Referring expression data
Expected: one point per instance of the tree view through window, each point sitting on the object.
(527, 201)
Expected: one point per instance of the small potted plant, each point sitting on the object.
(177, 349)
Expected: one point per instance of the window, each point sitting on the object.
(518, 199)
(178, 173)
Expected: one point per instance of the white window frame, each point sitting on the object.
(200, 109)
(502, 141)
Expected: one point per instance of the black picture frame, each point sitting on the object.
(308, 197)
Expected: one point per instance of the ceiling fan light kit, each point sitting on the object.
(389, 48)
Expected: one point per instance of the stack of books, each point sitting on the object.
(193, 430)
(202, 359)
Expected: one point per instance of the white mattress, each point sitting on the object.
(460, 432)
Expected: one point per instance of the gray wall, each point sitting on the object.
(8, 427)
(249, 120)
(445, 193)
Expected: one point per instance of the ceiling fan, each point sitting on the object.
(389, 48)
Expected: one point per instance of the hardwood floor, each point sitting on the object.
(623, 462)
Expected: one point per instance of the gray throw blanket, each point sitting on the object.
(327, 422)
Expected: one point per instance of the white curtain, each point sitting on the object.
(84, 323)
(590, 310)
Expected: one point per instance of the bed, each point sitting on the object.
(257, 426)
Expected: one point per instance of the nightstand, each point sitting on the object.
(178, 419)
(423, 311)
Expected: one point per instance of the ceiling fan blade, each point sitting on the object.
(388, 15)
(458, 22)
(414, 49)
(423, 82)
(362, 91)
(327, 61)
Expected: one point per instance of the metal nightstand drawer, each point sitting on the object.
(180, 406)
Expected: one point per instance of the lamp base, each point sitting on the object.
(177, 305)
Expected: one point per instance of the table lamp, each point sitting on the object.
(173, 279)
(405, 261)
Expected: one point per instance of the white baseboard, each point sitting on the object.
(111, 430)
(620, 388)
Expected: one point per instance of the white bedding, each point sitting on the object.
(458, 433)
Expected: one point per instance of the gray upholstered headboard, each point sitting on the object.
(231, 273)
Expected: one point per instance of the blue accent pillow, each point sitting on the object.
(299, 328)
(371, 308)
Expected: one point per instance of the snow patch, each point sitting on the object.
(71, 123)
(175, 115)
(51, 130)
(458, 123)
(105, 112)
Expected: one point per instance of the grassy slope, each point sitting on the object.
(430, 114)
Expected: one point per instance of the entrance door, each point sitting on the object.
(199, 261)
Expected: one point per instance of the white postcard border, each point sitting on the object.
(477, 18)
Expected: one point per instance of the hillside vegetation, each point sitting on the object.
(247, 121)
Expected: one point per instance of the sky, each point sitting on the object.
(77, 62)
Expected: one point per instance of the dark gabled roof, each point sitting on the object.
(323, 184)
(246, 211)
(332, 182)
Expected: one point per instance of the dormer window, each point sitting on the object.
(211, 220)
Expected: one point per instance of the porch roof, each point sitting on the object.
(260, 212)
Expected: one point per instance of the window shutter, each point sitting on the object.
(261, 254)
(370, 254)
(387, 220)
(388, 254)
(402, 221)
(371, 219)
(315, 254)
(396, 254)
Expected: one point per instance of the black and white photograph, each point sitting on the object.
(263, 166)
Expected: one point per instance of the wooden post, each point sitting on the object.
---
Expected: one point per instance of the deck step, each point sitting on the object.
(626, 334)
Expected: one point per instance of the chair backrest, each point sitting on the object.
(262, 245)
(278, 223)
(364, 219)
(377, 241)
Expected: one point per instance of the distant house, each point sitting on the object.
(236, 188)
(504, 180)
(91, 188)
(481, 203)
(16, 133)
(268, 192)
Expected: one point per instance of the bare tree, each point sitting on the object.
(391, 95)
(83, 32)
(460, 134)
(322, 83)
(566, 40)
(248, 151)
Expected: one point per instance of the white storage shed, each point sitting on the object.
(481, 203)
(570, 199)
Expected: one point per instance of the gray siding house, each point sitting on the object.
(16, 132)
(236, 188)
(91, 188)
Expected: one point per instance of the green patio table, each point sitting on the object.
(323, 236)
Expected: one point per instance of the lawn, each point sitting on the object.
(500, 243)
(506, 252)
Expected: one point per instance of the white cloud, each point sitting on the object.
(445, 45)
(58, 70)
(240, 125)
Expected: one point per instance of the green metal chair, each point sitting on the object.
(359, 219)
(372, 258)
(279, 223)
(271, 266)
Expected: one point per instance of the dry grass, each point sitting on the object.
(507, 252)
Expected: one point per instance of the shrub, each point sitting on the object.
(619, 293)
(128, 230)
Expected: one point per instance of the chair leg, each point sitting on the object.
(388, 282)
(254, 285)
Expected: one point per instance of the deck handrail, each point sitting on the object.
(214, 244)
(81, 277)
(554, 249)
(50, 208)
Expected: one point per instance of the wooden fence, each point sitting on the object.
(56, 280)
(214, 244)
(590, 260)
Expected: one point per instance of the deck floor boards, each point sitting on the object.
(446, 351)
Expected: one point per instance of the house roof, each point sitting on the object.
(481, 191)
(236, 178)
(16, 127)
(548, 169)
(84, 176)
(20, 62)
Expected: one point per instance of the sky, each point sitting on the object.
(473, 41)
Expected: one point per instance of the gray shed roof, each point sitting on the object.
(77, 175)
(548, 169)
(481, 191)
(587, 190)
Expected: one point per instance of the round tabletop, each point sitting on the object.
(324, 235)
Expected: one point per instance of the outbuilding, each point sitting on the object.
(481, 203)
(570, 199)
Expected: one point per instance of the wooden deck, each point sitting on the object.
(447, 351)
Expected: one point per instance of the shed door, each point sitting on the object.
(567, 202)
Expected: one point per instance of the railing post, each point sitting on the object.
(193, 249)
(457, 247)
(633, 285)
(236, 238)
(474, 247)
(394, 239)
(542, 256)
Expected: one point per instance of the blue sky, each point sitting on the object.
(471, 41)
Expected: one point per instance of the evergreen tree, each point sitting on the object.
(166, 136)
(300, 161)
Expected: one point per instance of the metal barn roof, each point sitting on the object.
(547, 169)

## EXERCISE OBJECTIVE:
Of the lines above, extract only those from the line with "Expected: one point per instance of the snow" to the line with "Expected: one point per instance of the wooden post, each", both included, exactly as written.

## RESULT OF THE TASK:
Expected: one point per instance of the snow patch, each point sitting on the object.
(71, 123)
(175, 115)
(51, 130)
(458, 123)
(105, 112)
Expected: one point per instance of the grassy slope, each point sitting on the object.
(430, 114)
Expected: one point per instance of the entrance door, each point sitting on the object.
(199, 261)
Expected: one point per instance of the white postcard border, each point sitting on the object.
(477, 18)
Expected: one point per instance of the hillside vegetation, each point sitting on the object.
(247, 121)
Expected: one point per instance of the sky, each point sitting on the object.
(77, 62)
Expected: one point per instance of the dark gabled roof, each point sitting on the object.
(323, 184)
(246, 211)
(332, 182)
Expected: one point per instance of the dormer window, each point sitting on the object.
(211, 220)
Expected: one point per instance of the porch roof, each point sitting on the object.
(260, 212)
Expected: one point per instance of the window shutter, each point sitting on the object.
(261, 254)
(370, 254)
(387, 220)
(388, 254)
(402, 221)
(371, 219)
(315, 254)
(396, 254)
Expected: one point per instance of the black and white photograph, each point sitting on the object.
(263, 166)
Expected: one point per instance of the wooden post, each point sitting on the object.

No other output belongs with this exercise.